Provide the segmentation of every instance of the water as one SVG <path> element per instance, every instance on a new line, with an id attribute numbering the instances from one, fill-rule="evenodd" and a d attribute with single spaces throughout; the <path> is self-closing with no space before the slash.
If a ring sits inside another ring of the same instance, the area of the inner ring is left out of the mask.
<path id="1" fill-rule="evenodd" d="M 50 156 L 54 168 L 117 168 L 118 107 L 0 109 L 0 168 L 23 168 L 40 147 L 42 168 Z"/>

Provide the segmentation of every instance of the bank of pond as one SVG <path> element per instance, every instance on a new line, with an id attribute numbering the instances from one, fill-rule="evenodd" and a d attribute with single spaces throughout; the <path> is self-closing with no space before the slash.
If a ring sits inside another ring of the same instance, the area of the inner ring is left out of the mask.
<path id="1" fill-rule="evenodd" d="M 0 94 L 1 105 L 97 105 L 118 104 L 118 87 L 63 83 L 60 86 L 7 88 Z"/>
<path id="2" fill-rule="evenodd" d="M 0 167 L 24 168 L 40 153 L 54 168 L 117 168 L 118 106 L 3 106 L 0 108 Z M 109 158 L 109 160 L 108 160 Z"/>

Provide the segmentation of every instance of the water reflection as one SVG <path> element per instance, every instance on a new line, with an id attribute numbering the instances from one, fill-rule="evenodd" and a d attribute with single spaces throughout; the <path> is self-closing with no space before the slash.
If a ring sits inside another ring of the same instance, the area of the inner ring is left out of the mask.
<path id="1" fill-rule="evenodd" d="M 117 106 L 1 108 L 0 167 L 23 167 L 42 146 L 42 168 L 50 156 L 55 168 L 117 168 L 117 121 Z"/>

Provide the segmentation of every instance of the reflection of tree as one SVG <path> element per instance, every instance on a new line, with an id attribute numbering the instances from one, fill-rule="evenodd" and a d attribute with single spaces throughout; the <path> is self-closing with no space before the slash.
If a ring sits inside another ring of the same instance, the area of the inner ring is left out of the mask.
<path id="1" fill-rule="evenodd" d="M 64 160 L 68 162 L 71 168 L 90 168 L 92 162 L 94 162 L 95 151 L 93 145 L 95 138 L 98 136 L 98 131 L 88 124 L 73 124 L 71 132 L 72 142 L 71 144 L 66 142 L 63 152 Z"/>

### Objective
Rewrite every line of the records above, replacing "inner ring" with "enclosed ring" wherever it occurs and leaving everything else untouched.

### Task result
Provide the segmentation of every instance of the water as one SVG <path> element per instance, every instance on a new line, with an id attribute numbering the instances from one, fill-rule="evenodd" and a d attribute with single spaces throughout; the <path> is self-closing with no space before the slash.
If a ring sits inside another ring of the same instance, the area of the enclosed ring is left out of the mask.
<path id="1" fill-rule="evenodd" d="M 50 156 L 54 168 L 117 168 L 118 107 L 0 109 L 0 168 L 23 168 L 40 147 L 42 168 Z"/>

Provide the segmentation of every instance of the bank of pond as one SVG <path> element per instance, every instance on a new line, with an id attribute numbering the instances from one, fill-rule="evenodd" and a d attribute with single spaces throughout; the <path> is self-closing with no space before the slash.
If a ring sits inside another ring of the same instance, the area of the enclosed ring is left out of the mask.
<path id="1" fill-rule="evenodd" d="M 0 94 L 1 105 L 97 105 L 118 104 L 118 87 L 63 83 L 60 86 L 7 88 Z"/>
<path id="2" fill-rule="evenodd" d="M 0 167 L 24 168 L 40 153 L 54 168 L 117 168 L 118 106 L 3 106 L 0 108 Z M 109 158 L 109 160 L 108 160 Z"/>

Provide the segmentation of every instance of the water reflection as one SVG <path> element per instance, every instance on a new line, with an id attribute numbering the instances from one, fill-rule="evenodd" and a d attribute with single spaces throughout; the <path> is self-closing with no space before the slash.
If a ring sits inside another ring of the same instance, the area of the enclosed ring is left out of the mask.
<path id="1" fill-rule="evenodd" d="M 117 106 L 1 108 L 0 167 L 23 167 L 42 146 L 42 168 L 50 156 L 55 168 L 117 168 L 117 121 Z"/>

Provide the segmentation of every instance of the reflection of tree as one SVG <path> element per instance, every instance on a new line, with an id attribute numbering the instances from one, fill-rule="evenodd" and a d attribute with single spaces throughout; the <path> is self-closing with no space before the slash.
If a ring sits inside another ring of the same instance, the area of the enclosed ring is left out of the mask.
<path id="1" fill-rule="evenodd" d="M 64 160 L 68 162 L 71 168 L 90 168 L 92 162 L 94 162 L 95 151 L 93 145 L 95 138 L 98 136 L 98 131 L 88 124 L 73 124 L 71 132 L 72 142 L 71 144 L 66 142 L 63 152 Z"/>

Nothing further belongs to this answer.